LISTING
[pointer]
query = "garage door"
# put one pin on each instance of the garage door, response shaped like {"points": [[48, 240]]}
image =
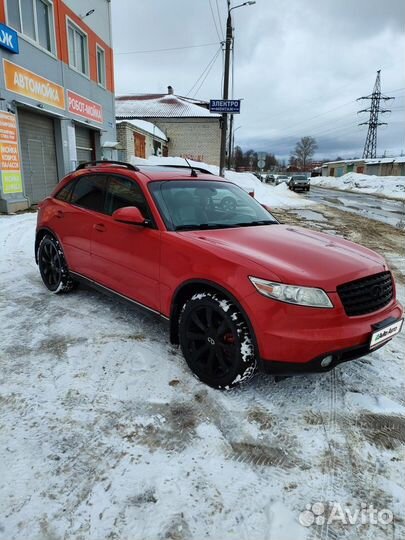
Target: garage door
{"points": [[84, 144], [38, 153]]}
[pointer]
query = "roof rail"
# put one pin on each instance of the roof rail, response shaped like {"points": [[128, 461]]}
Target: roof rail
{"points": [[106, 162], [170, 166]]}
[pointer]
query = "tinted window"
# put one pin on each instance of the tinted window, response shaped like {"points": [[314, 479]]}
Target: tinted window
{"points": [[123, 192], [207, 204], [65, 193], [89, 192]]}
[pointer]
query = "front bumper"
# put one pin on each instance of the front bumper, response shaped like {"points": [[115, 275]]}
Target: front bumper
{"points": [[296, 339], [315, 365]]}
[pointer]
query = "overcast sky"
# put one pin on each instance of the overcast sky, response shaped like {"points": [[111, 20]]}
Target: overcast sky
{"points": [[299, 65]]}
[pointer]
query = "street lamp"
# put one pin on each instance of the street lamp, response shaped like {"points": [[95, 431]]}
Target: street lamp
{"points": [[228, 44]]}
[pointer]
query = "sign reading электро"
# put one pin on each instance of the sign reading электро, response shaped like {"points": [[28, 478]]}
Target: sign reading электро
{"points": [[26, 83]]}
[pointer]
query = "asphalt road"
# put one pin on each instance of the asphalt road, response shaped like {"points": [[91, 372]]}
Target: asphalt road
{"points": [[387, 211]]}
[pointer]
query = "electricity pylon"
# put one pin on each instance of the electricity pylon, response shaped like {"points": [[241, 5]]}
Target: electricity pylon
{"points": [[370, 146]]}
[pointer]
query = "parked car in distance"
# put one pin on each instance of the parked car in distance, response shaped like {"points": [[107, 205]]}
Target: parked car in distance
{"points": [[239, 290], [299, 182], [276, 179]]}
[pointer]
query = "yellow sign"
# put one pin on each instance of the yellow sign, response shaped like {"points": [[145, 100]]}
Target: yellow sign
{"points": [[12, 182], [26, 83], [10, 166]]}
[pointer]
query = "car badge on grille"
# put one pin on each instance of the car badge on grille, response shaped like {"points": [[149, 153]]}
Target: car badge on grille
{"points": [[376, 291]]}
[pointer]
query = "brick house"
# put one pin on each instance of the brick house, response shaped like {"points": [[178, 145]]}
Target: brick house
{"points": [[191, 130]]}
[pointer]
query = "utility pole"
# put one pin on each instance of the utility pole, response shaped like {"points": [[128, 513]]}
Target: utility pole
{"points": [[230, 142], [370, 146], [228, 43]]}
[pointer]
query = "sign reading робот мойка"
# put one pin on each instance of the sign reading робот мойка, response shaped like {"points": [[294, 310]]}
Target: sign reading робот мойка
{"points": [[225, 106]]}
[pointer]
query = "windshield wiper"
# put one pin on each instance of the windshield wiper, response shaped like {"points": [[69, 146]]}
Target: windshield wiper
{"points": [[203, 226], [254, 223]]}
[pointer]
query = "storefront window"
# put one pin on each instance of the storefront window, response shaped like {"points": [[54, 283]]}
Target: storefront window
{"points": [[28, 21], [13, 12], [100, 66], [78, 50], [44, 33], [34, 19]]}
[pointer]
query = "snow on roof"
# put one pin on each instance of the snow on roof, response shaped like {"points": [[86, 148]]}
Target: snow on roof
{"points": [[110, 144], [377, 161], [159, 106], [146, 126]]}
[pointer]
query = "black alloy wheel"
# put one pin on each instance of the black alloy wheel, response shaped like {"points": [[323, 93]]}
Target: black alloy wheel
{"points": [[52, 266], [215, 341]]}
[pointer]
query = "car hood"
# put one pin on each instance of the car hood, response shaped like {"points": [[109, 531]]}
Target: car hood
{"points": [[294, 255]]}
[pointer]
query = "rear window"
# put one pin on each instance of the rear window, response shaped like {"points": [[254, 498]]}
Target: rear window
{"points": [[89, 192], [66, 192]]}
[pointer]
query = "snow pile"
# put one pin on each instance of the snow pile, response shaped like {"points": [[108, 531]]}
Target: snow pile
{"points": [[273, 196], [388, 186]]}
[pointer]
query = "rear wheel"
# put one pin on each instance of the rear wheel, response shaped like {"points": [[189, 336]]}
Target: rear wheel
{"points": [[216, 342], [53, 267]]}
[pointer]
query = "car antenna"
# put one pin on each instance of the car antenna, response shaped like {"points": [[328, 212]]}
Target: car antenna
{"points": [[193, 172]]}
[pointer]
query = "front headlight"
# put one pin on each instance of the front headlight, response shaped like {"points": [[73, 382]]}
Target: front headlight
{"points": [[302, 296]]}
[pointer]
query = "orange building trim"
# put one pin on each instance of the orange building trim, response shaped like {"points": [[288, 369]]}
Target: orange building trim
{"points": [[2, 11], [61, 12]]}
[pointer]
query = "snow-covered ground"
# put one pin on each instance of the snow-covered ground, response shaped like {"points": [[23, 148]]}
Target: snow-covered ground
{"points": [[272, 196], [105, 434], [386, 186]]}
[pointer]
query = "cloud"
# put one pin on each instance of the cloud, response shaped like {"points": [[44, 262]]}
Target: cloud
{"points": [[299, 65]]}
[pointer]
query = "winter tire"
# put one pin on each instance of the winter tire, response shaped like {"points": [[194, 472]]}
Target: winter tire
{"points": [[216, 342], [52, 266]]}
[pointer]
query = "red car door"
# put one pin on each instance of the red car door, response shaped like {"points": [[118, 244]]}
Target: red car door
{"points": [[124, 257], [75, 218]]}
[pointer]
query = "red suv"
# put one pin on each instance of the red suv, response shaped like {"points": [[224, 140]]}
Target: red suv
{"points": [[239, 289]]}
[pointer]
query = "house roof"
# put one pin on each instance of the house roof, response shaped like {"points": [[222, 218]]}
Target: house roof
{"points": [[160, 106], [148, 127]]}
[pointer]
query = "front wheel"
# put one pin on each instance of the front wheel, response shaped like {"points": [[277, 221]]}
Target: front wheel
{"points": [[216, 342], [52, 266]]}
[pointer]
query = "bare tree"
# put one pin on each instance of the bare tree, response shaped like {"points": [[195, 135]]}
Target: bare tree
{"points": [[305, 149]]}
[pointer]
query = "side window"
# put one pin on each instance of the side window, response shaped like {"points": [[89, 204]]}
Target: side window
{"points": [[65, 193], [89, 192], [123, 192]]}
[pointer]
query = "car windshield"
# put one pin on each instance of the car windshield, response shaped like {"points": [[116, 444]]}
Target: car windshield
{"points": [[197, 205]]}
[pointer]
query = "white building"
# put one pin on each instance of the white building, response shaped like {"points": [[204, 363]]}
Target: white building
{"points": [[191, 130]]}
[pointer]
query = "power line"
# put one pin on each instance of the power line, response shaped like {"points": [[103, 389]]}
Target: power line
{"points": [[169, 49], [220, 21], [206, 75], [204, 71]]}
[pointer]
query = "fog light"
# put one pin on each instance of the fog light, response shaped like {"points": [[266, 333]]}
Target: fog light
{"points": [[327, 361]]}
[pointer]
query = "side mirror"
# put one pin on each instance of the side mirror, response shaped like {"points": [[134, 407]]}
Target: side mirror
{"points": [[129, 214]]}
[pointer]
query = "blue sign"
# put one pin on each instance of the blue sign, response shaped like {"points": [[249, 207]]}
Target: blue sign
{"points": [[227, 106], [8, 38]]}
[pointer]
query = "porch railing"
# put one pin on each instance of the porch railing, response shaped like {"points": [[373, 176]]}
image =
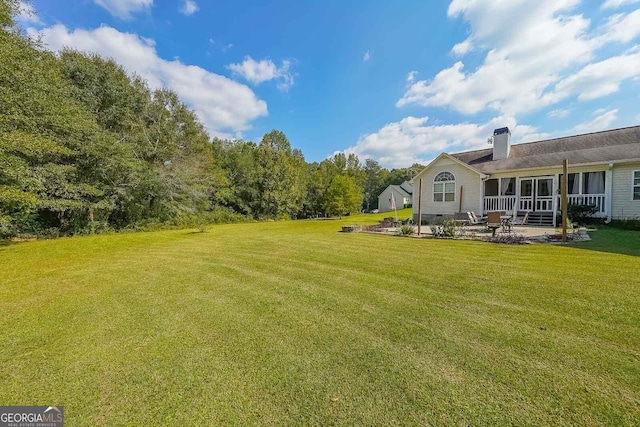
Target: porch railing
{"points": [[597, 200], [499, 203]]}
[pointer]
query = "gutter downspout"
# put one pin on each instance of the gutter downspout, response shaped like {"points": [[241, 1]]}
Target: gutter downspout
{"points": [[608, 187]]}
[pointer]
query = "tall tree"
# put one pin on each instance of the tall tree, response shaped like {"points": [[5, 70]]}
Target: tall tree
{"points": [[343, 196], [281, 176]]}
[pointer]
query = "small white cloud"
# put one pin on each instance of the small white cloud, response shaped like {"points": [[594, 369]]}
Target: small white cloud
{"points": [[189, 7], [411, 76], [614, 4], [124, 8], [602, 122], [224, 106], [462, 48], [412, 139], [559, 113], [27, 14], [265, 70]]}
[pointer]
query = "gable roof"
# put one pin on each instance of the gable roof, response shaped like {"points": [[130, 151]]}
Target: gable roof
{"points": [[450, 157], [598, 147], [400, 189]]}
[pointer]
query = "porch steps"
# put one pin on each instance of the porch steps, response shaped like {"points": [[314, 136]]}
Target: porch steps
{"points": [[542, 219]]}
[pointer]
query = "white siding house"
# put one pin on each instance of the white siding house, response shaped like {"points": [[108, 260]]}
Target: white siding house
{"points": [[400, 193], [604, 172]]}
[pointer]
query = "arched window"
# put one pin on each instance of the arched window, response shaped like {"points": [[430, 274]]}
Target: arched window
{"points": [[444, 187]]}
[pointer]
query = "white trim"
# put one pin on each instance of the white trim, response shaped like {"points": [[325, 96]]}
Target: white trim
{"points": [[450, 157], [633, 186], [444, 188]]}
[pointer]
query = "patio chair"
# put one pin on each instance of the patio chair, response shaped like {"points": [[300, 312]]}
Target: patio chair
{"points": [[521, 220], [461, 217], [473, 218], [494, 222]]}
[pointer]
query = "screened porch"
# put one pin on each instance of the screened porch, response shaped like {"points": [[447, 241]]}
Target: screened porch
{"points": [[542, 193]]}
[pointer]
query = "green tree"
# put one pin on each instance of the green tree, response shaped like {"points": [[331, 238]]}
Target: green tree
{"points": [[281, 176]]}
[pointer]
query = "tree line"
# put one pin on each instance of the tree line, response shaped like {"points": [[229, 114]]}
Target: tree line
{"points": [[86, 147]]}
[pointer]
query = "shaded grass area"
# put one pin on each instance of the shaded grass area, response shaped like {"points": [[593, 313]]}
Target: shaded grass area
{"points": [[294, 323], [609, 239]]}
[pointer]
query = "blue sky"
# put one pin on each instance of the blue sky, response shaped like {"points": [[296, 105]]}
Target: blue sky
{"points": [[398, 82]]}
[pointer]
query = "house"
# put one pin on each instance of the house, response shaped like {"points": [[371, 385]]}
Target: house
{"points": [[402, 194], [604, 172]]}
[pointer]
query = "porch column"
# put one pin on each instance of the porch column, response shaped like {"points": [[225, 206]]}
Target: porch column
{"points": [[608, 187], [556, 187], [481, 207]]}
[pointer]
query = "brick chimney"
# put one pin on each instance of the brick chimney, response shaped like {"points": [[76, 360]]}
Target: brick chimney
{"points": [[501, 143]]}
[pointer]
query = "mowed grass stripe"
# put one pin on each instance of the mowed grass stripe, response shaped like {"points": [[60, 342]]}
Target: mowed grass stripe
{"points": [[266, 323]]}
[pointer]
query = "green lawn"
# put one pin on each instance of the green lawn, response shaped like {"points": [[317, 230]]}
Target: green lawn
{"points": [[293, 323]]}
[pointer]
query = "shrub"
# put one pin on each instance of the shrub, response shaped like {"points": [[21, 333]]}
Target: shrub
{"points": [[582, 214], [406, 230], [626, 224], [509, 238], [448, 229]]}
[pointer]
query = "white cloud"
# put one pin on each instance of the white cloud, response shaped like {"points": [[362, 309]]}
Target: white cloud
{"points": [[614, 4], [189, 7], [520, 72], [620, 28], [225, 107], [411, 76], [599, 79], [261, 71], [603, 121], [462, 48], [124, 8], [27, 14], [559, 113], [412, 139]]}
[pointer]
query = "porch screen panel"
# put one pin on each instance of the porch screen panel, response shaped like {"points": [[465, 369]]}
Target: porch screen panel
{"points": [[544, 187], [574, 182], [593, 183], [444, 187], [491, 187], [508, 187]]}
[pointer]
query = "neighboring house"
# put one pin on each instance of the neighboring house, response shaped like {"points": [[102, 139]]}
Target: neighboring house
{"points": [[402, 194], [604, 171]]}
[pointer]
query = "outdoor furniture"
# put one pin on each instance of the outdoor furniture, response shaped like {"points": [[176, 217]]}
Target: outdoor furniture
{"points": [[461, 217], [494, 222], [522, 221], [505, 220], [474, 220]]}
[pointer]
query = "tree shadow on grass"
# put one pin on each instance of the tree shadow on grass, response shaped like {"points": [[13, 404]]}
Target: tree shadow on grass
{"points": [[612, 240]]}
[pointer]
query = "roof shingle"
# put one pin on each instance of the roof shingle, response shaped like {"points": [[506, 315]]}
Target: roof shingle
{"points": [[598, 147]]}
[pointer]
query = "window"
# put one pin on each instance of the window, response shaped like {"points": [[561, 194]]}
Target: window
{"points": [[574, 183], [444, 187], [508, 186], [593, 182]]}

GIVEN EXERCISE
Show every line of the material that contains the string "yellow". Matching is case-sensitive.

RESULT OF THIS TASK
query = "yellow sign"
# put one pin on each instance of the yellow sign, response shaped like {"points": [[145, 100]]}
Target: yellow sign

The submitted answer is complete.